= EXTRAIT =
▽

La France ne sortira finalement pas du charbon en 2022 : la reconversion de la centrale EDF de Cordemais est abandonnée

La centrale électrique de Cordemais devait faire l'objet d'un vaste projet de reconversion pour fonctionner à partir de granulés de bois, moins carbonés que le charbon. Le projet, initié il y a cinq ans, vient d'être abandonné par EDF. Cette décision n'est pas synonyme de fermeture immédiate pour la centrale qui devrait malgré tout fonctionner jusqu'à 2024, voire 2026, et donc mettre à mal la promesse d'Emmanuel Macron de fermer toutes les centrales à charbon françaises d'ici 2022. Mais l'avenir de la centrale et de ses emplois, à plus long terme, reste très incertain.
Juliette Raynal
La centrale électrique de Cordemais, située en Loire Atlantique, fonctionne encore au charbon.
La centrale électrique de Cordemais, située en Loire Atlantique, fonctionne encore au charbon. (Crédits : Frédéric Thual)

[Article mis à jour le 09/06/2021 à 16h10, avec la réaction du ministère de la Transition écologique, initialement publié le 08/06/2021 à 18h50]

Après la mise à l'arrêt de la centrale à charbon du Havre en mars dernier, EDF ne possédait plus qu'une centrale électrique à charbon opérationnelle en France, celle située à Cordemais, en Loire-Atlantique. Cette dernière devait faire l'objet d'une vaste reconversion pour produire de l'électricité à partir d'un bois "déchet", un combustible alternatif moins polluant et carboné que le charbon, dans le cadre du projet Ecocombust. Initié il y a cinq ans, celui-ci ne verra finalement pas le jour, a révélé le quotidien Les Echos, qui a pris connaissance d'un courrier de Jean-Bernard Levy, le PDG d'EDF, adressé aux fédérations syndicales du groupe. Une information confirmée par l'électricien français.

△

= INFORMATIONS AFFICHÉES =

▽

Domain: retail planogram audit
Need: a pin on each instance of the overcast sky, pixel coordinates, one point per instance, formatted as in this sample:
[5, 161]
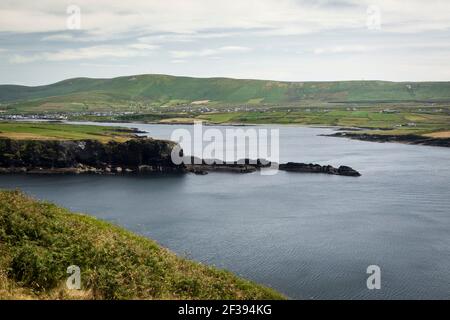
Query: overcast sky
[399, 40]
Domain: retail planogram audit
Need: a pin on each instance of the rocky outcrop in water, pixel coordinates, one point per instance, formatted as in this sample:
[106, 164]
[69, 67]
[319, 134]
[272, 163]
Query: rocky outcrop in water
[143, 155]
[136, 155]
[316, 168]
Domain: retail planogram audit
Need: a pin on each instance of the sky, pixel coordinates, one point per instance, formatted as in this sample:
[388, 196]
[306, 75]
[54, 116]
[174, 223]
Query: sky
[46, 41]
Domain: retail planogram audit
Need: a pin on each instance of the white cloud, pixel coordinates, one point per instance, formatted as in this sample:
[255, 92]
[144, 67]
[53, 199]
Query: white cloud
[106, 17]
[208, 52]
[86, 53]
[343, 49]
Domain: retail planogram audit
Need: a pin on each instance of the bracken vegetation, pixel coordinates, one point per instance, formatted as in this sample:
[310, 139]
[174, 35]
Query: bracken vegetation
[39, 240]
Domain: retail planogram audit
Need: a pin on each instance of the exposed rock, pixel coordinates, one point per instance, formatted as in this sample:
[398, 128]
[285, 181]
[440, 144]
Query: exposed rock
[86, 156]
[317, 168]
[134, 156]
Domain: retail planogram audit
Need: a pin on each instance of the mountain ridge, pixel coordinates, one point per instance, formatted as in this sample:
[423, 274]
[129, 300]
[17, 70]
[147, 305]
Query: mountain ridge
[161, 89]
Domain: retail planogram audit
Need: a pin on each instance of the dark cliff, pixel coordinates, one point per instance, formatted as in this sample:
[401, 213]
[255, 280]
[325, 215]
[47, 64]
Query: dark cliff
[133, 155]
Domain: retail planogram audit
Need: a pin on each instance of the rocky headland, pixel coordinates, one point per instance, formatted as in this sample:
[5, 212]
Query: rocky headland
[138, 156]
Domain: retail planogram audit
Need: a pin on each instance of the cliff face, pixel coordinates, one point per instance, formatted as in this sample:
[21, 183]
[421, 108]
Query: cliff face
[91, 155]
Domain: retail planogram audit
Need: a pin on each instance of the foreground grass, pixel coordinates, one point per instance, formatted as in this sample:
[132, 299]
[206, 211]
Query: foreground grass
[39, 240]
[56, 131]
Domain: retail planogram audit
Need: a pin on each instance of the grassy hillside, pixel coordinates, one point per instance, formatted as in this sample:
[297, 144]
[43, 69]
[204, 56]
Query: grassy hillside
[39, 240]
[53, 131]
[84, 94]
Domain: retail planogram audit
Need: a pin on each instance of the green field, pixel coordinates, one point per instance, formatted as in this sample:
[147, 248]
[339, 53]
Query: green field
[143, 92]
[56, 131]
[410, 120]
[39, 240]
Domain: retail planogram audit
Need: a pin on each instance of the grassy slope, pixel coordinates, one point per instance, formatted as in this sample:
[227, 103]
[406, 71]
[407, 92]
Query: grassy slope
[52, 131]
[424, 121]
[39, 240]
[82, 94]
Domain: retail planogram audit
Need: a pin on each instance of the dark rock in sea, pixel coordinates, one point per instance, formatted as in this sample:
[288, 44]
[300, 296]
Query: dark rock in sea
[136, 156]
[89, 156]
[317, 168]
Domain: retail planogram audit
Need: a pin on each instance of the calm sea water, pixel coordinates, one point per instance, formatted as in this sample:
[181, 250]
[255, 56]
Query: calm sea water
[309, 236]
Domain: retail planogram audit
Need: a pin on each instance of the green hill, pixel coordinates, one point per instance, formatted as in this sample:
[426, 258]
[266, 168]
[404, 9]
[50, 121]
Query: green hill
[39, 241]
[110, 94]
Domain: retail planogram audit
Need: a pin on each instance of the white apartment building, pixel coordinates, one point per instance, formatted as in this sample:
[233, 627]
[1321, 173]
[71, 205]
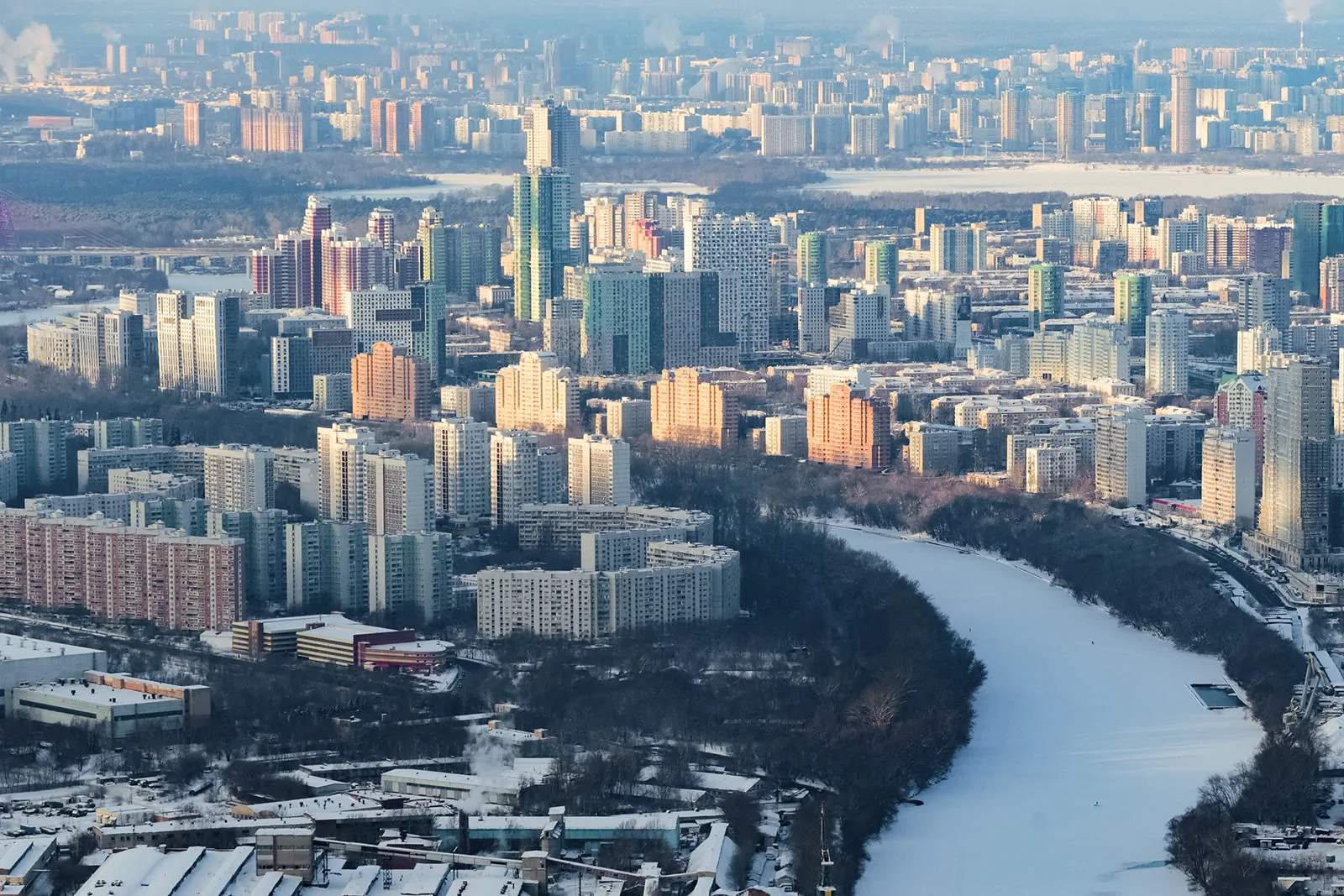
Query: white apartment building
[741, 244]
[515, 474]
[1167, 369]
[1229, 493]
[463, 469]
[1052, 470]
[537, 394]
[239, 477]
[1121, 454]
[598, 470]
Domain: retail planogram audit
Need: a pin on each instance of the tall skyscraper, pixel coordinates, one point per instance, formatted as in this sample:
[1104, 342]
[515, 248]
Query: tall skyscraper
[1183, 114]
[1045, 293]
[1121, 456]
[600, 470]
[1294, 506]
[743, 246]
[1070, 125]
[812, 258]
[463, 469]
[1317, 234]
[958, 249]
[1015, 120]
[1115, 123]
[1229, 477]
[880, 264]
[198, 343]
[1133, 301]
[538, 394]
[1168, 354]
[1148, 109]
[318, 219]
[542, 202]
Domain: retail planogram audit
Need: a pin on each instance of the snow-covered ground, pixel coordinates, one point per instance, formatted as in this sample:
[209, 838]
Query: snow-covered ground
[1088, 741]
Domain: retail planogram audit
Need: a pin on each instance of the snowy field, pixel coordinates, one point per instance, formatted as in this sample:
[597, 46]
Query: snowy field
[1088, 741]
[1079, 179]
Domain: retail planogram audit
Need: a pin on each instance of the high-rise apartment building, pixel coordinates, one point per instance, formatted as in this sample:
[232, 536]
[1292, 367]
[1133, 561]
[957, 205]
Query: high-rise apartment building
[598, 470]
[1294, 506]
[342, 450]
[515, 476]
[850, 426]
[390, 385]
[1167, 371]
[120, 573]
[1121, 456]
[239, 477]
[537, 394]
[1015, 120]
[1229, 477]
[743, 246]
[690, 409]
[1045, 293]
[463, 469]
[198, 343]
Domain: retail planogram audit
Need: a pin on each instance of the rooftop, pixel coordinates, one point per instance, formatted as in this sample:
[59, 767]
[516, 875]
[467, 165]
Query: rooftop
[17, 647]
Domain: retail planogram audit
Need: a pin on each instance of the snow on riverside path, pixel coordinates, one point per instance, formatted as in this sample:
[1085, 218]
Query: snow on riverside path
[1088, 741]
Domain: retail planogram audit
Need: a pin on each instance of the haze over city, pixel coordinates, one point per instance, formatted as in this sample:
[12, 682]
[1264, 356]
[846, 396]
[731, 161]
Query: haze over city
[613, 449]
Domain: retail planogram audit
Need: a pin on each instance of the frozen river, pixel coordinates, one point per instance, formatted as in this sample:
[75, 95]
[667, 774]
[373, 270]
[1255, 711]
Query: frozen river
[1079, 179]
[1088, 741]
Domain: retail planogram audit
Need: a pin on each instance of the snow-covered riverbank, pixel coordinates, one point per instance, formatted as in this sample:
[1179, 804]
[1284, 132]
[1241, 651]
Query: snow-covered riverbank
[1088, 741]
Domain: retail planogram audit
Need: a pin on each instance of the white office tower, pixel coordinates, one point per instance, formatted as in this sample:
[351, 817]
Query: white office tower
[340, 470]
[1229, 493]
[1121, 456]
[463, 469]
[1294, 504]
[327, 566]
[813, 327]
[515, 479]
[410, 575]
[1168, 354]
[1097, 351]
[398, 493]
[739, 244]
[600, 470]
[239, 477]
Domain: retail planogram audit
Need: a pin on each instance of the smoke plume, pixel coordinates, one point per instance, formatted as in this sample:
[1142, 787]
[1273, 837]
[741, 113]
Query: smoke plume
[882, 29]
[1300, 11]
[664, 33]
[34, 51]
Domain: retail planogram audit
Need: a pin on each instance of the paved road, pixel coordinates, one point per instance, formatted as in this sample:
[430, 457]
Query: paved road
[1257, 587]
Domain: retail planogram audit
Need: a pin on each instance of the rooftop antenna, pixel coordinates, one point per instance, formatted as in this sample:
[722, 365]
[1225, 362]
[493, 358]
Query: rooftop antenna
[824, 886]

△

= CONSIGNE =
D'après l'article sur la centrale de Cordemais, jusqu'à quand la centrale devrait-elle quand même fonctionner ?

= RÉPONSE COMPLÈTE =
Jusqu'à 2024, voire 2026.